» Aim:
Find each line in the records below that contains the word "doorway" with matching case, and copy those lines.

» Entries supplied:
— Begin —

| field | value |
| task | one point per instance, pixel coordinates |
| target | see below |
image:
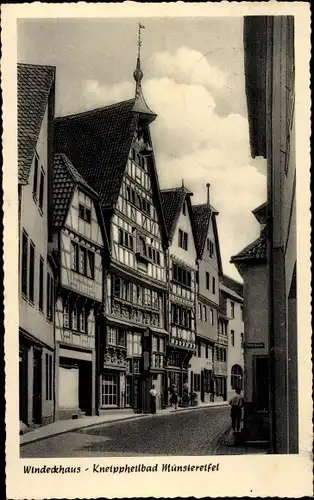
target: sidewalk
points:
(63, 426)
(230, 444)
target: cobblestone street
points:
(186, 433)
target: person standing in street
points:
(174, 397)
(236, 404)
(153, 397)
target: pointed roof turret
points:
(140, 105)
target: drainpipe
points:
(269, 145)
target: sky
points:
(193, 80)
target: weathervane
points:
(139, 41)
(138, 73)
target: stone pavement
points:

— End —
— Begin —

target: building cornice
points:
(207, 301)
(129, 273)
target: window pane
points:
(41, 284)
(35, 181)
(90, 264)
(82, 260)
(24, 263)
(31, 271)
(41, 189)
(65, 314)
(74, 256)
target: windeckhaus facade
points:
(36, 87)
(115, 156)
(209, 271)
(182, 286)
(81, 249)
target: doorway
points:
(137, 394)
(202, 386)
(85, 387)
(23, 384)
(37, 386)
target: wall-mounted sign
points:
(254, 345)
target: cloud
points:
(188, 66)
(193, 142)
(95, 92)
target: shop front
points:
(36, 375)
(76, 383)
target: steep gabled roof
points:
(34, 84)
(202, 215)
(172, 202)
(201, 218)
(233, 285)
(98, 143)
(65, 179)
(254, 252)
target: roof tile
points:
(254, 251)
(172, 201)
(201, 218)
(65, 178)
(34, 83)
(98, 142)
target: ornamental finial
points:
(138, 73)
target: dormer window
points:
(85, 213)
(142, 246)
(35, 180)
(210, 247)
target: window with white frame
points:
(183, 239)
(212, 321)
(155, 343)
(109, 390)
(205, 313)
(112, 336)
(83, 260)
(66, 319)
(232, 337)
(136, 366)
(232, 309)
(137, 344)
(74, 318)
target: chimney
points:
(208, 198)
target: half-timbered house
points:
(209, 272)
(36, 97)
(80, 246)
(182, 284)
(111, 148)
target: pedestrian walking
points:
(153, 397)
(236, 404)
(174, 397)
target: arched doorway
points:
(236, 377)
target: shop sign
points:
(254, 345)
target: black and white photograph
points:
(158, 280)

— End —

» Task response:
target: doorway
target: arched doorway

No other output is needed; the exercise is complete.